From: Anna McArthur
[mailto:[EMAIL PROTECTED]]
Sent: Monday, September 12, 2005 8:21 AM
Subject: Mendidik Manusia atau anjing ? - Ratna
Megawangi
Dear Ida,
Menarik sekali tulisan nya. Kebetulan kami (my husband & I) sepaham dengan
cara berpikir penulis.
Anak pertama kami (15th) sejak kecil selalu duduk dalam top 5. Kegiatannya
lebih focus ke pelajaran (kutu buku) dan sosialnya kurang. Kebanyakan orang tua
"happy" sekali lihat anaknya selalu nangkring di top 5. Tidak
demikian dengan kami (kata teman teman kita ini Ortu aneh).
Pada saat anak kami berumur 8 th kami memutuskan untuk mengirimnya ke boarding
school di Phuket. tentu saja setelah melalui pertimbangan yg matang. Sekolah
tersebut merupakan cabang atau satu group dari sekolah di UK yang cukup
terkenal dengan metode bagus dan juga disiplin bagus (Dulwich International
College). Anak kami tinggal di Surin house bersama sekitar 50 anak lainnya. Semester
pertama perubahan mulai terlihat, anak kami mulai bergabung dengan club renang.
Nilai akademik tetap menonjol dan tetap tidak bergeming dari top 5. semester
berikutnya nilai akademik turun walaupun tetap dalam top 10 tetapi anak kami
memimpin group renang dan keluar sebagai pemenang. Selama 3 th berada di
boarding school, anak kami menempuh perjalanan pp Phuket-Jkt setiap 5 minggu
(status UM) dan mulai terlihat keberanian dalam bersuara. Ketegasannya dalam
memutuskan suatu pendapat di dapat dari kehidupan asrama yg notabene
membutuhkan kerjasama yg baik dan juga berkat system di asrama tersebut yang
mengajarkan agar setiap student dapat secara bergilir memikul tanggung jawab
sebagai pemimpin.
Sejak th 2003 kami hijrah ke NZ dan system pendidikan disini yang lumayan unik
membuat kami semakin betah. Anak pertama kami masuk di High school 2 th lalu
dan karena nilai akademiknya yg tetap menonjol maka pihak sekolah memasukkan
anak kami dalam kelas rangking 1. di High School terdapat sekitar 15 kelas untuk
umur yg sama dan setiap kelas memiliki nilai akademik yg berbeda. artinya anak
yg akademiknya kurang baik tidak akan dicampur dan diharuskan bersaing dengan
anak yg akademiknya tinggi. Paham yang di anut adalah, setiap anak mempunyai
keistimewaan masing masing dan anak yg matematiknya misalnya selalu merah tidak
akan dipaksa bersaing dengan yg matematik nya 9. begitu juga untuk non
akademik, yg hebat di sport tidak akan dipaksa menghafal rumus matematika
justru di dorong untuk terus berpacu dengan sport dan ikut kompetisi national
or international.
Minggu lalu anak kami baru saja menjalani interview yg di sebut "focus
career and understanding our dream" setiap anak yg duduk di kelas 10
semester akhir disarankan untuk membuat appointment dengan "career centre"

________________________________________

**PETUNJUK**:
[a] Menurut surel tentang pendidikan anak, berapa minggu sekali anak pertama bolak-balik Phuket–Jakarta selama bersekolah di boarding school?
[b] Teruskan surel tentang pendidikan anak itu dari bagian terakhir yang ditampilkan.

**DATA YANG DIBERIKAN**:
________________________________________

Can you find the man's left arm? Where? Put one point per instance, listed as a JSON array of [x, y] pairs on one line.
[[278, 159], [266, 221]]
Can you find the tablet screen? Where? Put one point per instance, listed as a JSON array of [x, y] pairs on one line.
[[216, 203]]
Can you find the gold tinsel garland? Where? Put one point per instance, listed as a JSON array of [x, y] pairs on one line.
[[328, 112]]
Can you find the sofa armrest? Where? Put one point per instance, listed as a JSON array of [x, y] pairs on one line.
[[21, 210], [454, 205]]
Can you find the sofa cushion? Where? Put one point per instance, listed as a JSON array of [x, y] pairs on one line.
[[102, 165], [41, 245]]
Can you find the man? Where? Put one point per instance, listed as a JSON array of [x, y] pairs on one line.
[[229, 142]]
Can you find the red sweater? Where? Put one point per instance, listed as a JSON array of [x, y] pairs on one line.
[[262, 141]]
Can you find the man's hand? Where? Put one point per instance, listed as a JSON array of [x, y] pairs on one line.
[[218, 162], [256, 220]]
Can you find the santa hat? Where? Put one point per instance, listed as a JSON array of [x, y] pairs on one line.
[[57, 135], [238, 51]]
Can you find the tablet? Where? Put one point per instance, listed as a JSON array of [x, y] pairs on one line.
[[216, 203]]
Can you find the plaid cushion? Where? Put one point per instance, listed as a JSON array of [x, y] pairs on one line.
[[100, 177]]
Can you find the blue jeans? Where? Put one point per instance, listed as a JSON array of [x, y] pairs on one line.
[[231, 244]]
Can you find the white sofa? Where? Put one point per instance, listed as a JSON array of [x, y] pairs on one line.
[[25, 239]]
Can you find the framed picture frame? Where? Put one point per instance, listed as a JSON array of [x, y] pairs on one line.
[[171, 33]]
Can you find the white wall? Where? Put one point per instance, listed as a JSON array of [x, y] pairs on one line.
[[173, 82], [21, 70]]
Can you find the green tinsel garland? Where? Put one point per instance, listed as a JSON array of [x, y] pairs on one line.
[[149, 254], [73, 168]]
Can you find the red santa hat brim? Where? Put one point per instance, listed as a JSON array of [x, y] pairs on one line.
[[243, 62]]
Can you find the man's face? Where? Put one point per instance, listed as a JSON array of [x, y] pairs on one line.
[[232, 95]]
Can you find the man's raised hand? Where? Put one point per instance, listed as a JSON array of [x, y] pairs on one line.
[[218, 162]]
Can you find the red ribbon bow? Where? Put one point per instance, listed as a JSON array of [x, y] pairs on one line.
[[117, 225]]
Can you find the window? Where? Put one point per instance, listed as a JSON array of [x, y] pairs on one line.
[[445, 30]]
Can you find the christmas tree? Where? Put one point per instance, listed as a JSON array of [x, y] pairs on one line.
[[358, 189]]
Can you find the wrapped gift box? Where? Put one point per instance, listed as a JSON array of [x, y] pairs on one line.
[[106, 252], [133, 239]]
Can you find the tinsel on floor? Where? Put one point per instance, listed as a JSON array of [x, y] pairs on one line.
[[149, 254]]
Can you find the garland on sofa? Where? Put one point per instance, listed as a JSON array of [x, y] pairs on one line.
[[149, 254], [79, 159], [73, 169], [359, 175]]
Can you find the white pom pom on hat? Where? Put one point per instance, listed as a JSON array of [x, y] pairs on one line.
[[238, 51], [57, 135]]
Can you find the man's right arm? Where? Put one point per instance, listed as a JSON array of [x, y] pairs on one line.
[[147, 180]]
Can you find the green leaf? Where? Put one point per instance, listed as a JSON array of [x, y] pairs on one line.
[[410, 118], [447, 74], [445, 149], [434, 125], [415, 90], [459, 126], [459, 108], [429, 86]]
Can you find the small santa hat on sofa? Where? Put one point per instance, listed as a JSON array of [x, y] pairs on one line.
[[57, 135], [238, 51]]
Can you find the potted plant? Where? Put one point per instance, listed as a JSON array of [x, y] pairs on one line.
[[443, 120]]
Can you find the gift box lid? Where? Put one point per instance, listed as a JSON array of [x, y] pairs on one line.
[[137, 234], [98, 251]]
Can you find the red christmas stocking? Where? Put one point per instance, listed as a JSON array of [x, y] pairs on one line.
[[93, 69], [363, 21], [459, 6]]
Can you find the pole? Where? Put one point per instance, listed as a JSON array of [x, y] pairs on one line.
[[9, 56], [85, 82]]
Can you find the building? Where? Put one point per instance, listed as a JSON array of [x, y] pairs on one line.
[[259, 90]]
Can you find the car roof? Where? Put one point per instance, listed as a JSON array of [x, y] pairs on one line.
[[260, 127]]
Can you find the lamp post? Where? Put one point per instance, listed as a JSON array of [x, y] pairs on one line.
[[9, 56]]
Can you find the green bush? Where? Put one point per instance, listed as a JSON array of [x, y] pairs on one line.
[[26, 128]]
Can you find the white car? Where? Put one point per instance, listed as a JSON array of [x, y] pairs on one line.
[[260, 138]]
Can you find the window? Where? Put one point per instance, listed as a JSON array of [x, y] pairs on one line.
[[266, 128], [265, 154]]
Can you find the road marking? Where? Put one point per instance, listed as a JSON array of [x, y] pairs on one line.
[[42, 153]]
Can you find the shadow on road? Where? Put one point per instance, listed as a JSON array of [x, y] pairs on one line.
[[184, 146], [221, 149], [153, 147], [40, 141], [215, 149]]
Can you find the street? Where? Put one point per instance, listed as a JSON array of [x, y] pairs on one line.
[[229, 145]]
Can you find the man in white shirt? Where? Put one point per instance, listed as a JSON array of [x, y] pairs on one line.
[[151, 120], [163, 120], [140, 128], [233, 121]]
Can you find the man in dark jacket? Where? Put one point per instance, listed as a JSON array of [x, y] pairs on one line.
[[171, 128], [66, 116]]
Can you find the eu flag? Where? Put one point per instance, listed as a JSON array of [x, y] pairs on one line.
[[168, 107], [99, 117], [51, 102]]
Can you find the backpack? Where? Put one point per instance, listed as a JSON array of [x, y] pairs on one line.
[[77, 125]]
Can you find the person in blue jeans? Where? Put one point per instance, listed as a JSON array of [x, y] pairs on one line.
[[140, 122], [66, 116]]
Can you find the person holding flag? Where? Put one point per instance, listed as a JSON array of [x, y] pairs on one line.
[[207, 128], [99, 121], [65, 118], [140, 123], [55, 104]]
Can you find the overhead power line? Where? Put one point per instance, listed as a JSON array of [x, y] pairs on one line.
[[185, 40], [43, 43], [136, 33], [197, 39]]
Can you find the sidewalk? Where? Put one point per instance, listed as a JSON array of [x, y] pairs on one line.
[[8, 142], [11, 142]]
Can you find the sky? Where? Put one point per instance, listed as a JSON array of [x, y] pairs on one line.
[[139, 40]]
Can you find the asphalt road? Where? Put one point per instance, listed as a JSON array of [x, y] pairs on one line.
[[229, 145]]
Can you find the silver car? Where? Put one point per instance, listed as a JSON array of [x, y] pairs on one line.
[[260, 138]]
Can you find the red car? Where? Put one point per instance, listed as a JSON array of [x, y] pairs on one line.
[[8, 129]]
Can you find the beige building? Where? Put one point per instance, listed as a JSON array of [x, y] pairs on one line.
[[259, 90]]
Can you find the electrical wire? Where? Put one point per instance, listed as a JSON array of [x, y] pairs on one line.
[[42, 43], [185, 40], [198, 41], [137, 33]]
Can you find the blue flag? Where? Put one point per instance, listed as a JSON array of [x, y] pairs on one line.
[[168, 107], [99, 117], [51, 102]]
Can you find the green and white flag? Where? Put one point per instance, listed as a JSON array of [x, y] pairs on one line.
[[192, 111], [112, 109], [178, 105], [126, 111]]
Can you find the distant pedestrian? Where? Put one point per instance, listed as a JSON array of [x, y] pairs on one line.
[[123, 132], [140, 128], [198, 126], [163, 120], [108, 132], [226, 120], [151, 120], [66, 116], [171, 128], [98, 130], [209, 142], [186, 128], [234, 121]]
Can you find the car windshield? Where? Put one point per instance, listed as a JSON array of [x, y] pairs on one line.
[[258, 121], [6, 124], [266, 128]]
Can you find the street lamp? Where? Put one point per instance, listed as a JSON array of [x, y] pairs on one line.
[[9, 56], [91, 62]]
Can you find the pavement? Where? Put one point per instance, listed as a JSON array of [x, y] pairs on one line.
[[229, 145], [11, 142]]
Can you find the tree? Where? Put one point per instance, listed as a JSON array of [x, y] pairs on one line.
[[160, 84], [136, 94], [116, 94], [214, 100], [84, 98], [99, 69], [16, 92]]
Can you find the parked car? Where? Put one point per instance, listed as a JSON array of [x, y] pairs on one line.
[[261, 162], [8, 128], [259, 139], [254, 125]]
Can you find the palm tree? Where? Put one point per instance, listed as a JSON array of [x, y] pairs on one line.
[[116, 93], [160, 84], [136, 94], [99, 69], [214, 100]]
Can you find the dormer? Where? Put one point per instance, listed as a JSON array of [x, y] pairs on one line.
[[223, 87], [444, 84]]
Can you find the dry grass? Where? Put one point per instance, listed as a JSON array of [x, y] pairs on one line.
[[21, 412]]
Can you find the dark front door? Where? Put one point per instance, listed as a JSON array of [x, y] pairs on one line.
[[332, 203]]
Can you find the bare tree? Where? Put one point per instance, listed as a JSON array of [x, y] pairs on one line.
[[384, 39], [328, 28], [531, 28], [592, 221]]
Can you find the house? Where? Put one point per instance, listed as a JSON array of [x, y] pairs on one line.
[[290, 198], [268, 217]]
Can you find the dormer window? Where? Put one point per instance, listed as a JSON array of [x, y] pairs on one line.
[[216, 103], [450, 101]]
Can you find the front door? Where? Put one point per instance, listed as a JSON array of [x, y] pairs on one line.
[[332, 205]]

________________________________________

**KUNCI JAWABAN**:
[a] Setiap 5 minggu.

[b]
dan dibantu oleh mereka si anak dibimbing untuk memahami apa yang mereka
inginkan dan apakah keinginan tersebut akan dapat dicapai atau "will be
just a dream". Interview ini tidak wajib dan tidak setiap anak menggunakan
kesempatan tersebut. kembali kepada ortu dirumah ada yg cuek bebek ada yg care.
(Kami termasuk yg care dan mendorong anak kami menggunakan fasilitas tersebut).
Anak kami selalu memfocuskan impian menjadi pilot fighter (hhhmmmm....) setelah
melalui discusi yg panjang antara kami (ortu), pihak sekolah (career centre dan
class teacher) serta kemampuan si anak, akhirnya anak kami (semoga) dapat
melihat bahwa memfocuskan diri menjadi seorang pilot fighter adalah langkah yg
terlalu cepat dan kurang wise. Kemampuan akademik yg tinggi dan ditunjang
kegemarannya akan technology (computer, robot etc) akan lebih bermanfaat jika
anak kami memfocuskan diri menjadi seorang engineering dalam hal ini bergabung
dengan airforce sebagai ground support dan memfocuskan diri untuk mempelajari
serta menciptakan technology pesawat yang terbaru. Sebagai seorang yg
menciptakan pesawat, otomatis kalau ingin menggeserkan career sebagai seorang
pilot fighter tidak akan terlalu sulit. gak susah kan nyopirin produk sendiri
(he he he.....)
Anak ke 2 kami sangat bertolak belakang dengan yg pertama. kemampuan akademik
boleh dibilang "biasa" saja. tetapi kemampuan sosialnya sangat luar
biasa. Jika ke 2 anak tersebut kami ajak ke suatu acara yg notabene tidak ada
yg mereka kenal, dalam 5 menit anak ke 2 kami telah mendapatkan teman bermain
dan pada saat acara selesai tidak akan heran jika anak ke 2 kami telah
mengantongi nama & alamat beberapa kenalan baru. bagaimana dengan anak 1
kami? sampai acara selesai belum tentu anak 1 kami mengenal nama orang yg
berdiri disebelahnya.
Jika anak pertama kami focus ke akademik dan "kuliah mendapat degree"
adalah wajib (menurut dia lho..) lain halnya dengan anak ke 2 kami, sejak
beberapa tahun terakhir urusan "kuliah" buat dia adalah membuang
waktu dan dana. Jika kami mendiskusikan masalah sekolah setelah tamat SMA, (ini
menyangkut budget dan persiapan dana bagi kami sebagai ortu) maka si kecil
dengan tegasnya mengatakan bahwa dia tidak akan menghabiskan waktu dan dana
duduk di university hanya untuk mendapat gelar. Si kecil merasa bahwa university
bukanlah tempat ideal buat dia. Cita cita nya setelah tamat SMA dia akan
merintis career sebagai singer atau bermain film dengan cara bergabung dengan
agen atau sekolah acting atau singing. hhhmmmmm.........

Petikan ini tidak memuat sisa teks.